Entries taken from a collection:

▼▼▼

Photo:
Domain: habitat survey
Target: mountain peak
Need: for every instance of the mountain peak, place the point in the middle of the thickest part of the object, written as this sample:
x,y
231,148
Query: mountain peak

▲▲▲

• _Exercise instructions_
The entries must all be transcribed exactly.

• _Written response_
Photo:
Domain: habitat survey
Target: mountain peak
Need: for every instance of the mountain peak, place the point in the middle of the thickest part of the object, written as this sample:
x,y
231,148
Query: mountain peak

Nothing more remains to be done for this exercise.